#### [Data shown]
= = = =

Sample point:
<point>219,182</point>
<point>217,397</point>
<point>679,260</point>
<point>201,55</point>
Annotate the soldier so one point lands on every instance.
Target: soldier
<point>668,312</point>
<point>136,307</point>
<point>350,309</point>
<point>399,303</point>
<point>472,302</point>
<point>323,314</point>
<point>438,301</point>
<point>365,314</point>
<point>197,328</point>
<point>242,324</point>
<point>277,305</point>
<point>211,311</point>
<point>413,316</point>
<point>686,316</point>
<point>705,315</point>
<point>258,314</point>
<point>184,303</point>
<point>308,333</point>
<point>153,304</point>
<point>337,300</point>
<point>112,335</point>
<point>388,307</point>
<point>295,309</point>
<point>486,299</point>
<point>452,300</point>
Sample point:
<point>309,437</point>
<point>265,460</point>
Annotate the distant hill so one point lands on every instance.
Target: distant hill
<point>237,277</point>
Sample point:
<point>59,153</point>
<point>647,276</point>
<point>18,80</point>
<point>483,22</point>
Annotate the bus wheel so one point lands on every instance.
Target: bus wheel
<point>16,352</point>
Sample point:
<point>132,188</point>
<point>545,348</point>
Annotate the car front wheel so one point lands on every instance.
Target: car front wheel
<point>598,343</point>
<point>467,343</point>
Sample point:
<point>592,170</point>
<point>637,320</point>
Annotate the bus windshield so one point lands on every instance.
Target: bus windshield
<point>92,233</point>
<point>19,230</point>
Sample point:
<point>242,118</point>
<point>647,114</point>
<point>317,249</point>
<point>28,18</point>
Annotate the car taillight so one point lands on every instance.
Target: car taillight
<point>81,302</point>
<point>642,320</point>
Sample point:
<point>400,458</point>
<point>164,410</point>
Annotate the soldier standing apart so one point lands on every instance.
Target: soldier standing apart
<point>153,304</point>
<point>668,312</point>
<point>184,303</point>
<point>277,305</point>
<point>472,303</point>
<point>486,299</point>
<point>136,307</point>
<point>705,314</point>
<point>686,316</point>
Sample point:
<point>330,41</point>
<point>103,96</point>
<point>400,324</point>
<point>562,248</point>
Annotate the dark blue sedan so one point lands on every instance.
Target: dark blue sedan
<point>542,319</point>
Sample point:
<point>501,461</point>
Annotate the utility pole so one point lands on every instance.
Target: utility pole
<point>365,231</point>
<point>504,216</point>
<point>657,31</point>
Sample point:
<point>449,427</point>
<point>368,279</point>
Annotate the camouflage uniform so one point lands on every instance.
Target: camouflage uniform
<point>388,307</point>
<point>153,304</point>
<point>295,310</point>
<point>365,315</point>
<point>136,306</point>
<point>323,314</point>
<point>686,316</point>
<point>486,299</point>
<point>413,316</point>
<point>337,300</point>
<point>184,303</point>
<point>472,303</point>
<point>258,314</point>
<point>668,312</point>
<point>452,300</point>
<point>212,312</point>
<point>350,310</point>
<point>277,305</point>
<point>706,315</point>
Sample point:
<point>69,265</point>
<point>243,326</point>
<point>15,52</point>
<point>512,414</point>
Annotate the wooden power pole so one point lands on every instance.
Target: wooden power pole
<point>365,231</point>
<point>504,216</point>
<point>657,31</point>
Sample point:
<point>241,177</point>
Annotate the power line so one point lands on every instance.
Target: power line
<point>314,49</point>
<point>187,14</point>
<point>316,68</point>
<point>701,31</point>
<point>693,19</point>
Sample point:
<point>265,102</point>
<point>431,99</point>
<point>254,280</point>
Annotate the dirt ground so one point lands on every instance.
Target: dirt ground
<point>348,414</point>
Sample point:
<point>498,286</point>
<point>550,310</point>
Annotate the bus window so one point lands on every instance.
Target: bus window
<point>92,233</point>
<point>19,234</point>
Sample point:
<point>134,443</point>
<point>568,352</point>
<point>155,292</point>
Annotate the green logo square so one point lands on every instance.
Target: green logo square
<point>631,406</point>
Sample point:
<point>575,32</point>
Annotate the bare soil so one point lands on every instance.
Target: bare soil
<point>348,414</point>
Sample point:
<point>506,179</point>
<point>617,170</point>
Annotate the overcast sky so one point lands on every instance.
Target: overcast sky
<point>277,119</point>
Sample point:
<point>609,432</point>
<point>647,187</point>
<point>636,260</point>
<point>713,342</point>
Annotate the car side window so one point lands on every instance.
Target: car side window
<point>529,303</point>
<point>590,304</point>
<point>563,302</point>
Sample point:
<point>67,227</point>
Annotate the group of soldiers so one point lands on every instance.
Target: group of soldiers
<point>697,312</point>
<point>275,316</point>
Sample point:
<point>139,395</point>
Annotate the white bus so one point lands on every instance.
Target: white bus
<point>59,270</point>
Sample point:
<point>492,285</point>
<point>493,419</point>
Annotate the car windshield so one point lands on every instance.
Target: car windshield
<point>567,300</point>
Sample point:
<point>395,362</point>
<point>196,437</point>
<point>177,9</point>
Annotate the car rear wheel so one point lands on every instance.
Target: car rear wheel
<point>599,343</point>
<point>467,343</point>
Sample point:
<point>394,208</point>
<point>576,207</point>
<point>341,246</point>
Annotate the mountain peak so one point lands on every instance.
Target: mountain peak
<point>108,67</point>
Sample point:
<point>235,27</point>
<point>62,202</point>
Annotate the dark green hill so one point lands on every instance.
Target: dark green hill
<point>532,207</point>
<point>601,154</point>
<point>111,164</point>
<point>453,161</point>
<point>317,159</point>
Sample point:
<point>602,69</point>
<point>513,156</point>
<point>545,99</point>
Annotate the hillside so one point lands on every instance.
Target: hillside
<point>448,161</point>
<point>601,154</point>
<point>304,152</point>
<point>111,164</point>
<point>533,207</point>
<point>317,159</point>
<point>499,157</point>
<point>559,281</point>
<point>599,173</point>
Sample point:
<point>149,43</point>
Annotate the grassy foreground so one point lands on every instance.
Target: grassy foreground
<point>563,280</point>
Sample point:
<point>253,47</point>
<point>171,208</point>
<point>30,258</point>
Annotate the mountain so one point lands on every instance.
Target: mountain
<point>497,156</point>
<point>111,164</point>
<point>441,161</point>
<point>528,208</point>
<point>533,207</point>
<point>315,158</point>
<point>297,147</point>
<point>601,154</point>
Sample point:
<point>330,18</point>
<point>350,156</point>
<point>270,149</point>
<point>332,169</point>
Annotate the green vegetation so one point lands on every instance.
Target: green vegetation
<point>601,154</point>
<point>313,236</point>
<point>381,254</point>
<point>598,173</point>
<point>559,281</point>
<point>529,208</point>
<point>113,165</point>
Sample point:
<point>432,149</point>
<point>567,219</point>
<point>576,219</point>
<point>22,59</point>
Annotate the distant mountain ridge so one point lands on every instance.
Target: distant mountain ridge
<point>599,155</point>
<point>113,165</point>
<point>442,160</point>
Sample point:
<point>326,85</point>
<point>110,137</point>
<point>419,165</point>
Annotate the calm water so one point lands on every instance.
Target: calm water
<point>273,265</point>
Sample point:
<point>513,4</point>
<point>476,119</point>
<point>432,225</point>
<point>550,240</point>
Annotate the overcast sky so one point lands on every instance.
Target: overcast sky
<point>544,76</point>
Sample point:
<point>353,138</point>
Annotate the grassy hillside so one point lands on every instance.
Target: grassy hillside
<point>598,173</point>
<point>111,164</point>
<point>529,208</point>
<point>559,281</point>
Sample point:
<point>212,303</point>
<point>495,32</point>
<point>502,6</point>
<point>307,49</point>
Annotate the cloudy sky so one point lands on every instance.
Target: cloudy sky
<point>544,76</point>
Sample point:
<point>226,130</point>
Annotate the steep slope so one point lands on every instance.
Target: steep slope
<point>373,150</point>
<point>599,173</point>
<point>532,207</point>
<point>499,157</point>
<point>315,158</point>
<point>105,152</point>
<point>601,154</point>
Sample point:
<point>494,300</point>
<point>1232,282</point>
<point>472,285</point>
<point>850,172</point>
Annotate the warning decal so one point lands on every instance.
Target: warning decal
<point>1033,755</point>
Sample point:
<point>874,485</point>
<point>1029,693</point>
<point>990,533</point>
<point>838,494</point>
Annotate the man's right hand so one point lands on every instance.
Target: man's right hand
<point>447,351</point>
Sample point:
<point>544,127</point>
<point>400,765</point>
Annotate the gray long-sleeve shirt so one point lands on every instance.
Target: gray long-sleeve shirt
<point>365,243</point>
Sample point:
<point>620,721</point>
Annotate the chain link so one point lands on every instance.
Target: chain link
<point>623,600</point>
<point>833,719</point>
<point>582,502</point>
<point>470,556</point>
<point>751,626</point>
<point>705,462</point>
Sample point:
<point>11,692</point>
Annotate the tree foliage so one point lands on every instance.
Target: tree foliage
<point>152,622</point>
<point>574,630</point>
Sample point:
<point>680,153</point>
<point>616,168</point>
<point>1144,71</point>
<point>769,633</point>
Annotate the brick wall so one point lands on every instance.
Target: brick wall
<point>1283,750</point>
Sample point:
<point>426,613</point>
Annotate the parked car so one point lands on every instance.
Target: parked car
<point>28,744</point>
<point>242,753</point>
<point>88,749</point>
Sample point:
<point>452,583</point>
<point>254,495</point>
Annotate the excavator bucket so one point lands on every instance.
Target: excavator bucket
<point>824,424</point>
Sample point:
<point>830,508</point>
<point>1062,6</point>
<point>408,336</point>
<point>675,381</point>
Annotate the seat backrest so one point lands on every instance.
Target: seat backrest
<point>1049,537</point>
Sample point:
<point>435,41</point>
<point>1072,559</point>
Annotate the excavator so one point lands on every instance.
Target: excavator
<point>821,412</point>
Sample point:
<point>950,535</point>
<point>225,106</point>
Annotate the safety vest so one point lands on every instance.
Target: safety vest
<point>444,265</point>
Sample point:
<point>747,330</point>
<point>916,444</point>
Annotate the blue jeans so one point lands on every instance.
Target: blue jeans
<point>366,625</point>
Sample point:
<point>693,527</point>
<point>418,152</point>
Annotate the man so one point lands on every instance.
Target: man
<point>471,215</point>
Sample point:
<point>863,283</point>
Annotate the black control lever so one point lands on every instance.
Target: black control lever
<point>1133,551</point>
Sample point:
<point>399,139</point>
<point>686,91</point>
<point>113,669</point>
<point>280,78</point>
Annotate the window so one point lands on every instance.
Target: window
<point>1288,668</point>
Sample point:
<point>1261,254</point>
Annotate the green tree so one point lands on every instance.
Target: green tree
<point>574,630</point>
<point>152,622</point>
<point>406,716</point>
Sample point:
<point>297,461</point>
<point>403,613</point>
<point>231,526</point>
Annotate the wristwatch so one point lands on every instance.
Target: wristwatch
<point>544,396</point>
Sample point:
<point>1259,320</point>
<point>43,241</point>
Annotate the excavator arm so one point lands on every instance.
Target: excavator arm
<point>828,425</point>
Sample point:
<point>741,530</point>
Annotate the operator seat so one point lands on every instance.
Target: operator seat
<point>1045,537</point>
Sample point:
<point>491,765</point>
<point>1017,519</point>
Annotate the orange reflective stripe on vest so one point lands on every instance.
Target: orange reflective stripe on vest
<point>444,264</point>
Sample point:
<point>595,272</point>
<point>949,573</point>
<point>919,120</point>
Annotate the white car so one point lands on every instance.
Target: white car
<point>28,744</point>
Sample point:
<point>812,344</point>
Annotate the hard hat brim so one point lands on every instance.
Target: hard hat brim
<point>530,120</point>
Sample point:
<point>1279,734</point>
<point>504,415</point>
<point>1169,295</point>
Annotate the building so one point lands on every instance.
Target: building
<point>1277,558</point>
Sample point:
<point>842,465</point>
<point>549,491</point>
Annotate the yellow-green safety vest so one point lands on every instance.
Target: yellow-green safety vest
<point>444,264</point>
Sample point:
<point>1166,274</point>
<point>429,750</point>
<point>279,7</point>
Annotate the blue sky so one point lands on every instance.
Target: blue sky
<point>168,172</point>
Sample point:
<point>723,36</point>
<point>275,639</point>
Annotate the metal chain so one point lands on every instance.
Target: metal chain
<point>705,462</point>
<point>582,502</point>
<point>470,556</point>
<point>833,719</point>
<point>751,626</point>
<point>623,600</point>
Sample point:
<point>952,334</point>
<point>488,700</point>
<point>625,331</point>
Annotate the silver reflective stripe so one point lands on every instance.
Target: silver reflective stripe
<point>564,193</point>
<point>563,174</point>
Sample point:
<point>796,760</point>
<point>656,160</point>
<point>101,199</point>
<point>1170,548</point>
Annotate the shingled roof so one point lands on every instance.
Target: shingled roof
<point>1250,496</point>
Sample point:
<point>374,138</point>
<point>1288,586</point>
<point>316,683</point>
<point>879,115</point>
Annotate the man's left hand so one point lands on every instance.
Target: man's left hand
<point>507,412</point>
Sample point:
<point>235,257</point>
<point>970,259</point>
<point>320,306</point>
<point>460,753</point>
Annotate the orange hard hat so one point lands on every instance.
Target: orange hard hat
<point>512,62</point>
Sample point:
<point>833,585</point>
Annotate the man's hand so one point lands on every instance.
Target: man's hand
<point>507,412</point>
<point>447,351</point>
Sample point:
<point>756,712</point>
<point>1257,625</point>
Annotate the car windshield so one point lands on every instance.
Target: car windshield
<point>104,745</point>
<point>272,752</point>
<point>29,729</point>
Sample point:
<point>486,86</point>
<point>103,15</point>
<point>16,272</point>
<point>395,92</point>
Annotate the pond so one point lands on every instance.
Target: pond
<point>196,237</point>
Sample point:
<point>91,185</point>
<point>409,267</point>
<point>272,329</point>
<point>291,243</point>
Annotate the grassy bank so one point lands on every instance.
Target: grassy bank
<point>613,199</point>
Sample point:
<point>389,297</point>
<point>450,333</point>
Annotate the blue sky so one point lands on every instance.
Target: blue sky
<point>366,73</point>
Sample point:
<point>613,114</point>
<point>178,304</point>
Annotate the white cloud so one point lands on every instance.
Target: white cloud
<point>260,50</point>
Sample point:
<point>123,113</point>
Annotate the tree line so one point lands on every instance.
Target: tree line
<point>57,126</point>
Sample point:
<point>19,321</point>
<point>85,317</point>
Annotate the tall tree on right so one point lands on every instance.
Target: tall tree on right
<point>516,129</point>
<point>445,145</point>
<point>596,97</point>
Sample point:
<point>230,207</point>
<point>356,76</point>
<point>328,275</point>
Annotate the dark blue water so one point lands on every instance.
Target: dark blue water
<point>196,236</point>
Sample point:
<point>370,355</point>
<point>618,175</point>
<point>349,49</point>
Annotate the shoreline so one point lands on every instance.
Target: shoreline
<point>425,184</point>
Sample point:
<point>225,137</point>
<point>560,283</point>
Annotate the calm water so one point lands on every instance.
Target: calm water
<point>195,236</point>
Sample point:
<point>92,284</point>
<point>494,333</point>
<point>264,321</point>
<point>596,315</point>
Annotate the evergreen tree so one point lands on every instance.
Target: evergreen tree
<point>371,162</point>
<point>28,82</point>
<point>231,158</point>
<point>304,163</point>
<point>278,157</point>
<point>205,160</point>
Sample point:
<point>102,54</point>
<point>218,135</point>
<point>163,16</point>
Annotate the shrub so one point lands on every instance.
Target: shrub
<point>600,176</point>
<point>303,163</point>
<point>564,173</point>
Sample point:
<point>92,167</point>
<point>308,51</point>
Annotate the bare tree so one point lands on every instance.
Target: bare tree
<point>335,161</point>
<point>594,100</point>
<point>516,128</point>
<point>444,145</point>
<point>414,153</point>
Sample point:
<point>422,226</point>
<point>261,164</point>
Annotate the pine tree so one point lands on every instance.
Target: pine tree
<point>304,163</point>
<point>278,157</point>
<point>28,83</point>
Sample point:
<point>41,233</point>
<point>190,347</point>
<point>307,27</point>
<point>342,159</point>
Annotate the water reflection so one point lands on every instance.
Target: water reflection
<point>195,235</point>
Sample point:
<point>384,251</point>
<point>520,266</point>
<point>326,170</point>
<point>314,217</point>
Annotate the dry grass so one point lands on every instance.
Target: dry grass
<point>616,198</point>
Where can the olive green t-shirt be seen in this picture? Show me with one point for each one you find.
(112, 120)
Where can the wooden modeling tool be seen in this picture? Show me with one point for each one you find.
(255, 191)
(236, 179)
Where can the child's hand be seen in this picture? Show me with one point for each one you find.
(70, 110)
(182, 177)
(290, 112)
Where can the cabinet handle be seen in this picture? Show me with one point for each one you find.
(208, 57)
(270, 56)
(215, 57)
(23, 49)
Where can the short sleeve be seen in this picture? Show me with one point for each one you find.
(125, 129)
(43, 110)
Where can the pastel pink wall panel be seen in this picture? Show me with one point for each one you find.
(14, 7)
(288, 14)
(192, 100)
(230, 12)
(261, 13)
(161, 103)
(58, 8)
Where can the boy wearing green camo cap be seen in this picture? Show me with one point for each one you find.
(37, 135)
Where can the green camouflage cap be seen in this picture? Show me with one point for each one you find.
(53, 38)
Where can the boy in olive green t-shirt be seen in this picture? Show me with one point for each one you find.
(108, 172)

= = = =

#### [Work to do]
Write out, word for word, the line containing "Where can the child's" and every line after it to the end of the data above.

#### [Solution below]
Where can the child's hand be seen in this picture? Show me with one point for each one you find.
(70, 110)
(182, 177)
(290, 112)
Where can the cabinet handle be seen in this picture? Show me with one point for each one you find.
(208, 57)
(270, 56)
(215, 57)
(23, 49)
Where can the short sleeve be seen in this picture? Show me with one point for each one you find.
(125, 129)
(43, 110)
Where can the pastel pink wall panel be seen in this picture? Show me with one point for each one you find.
(14, 7)
(288, 14)
(192, 100)
(230, 12)
(261, 13)
(161, 103)
(58, 8)
Where can the boy wearing green camo cap be seen in this picture? Show me with one point for each one you find.
(37, 135)
Where can the green camouflage cap be seen in this picture? Show me with one point for each one you find.
(53, 38)
Where can the boy in olive green t-shirt be seen in this picture? Show me with one point for each one you find.
(108, 172)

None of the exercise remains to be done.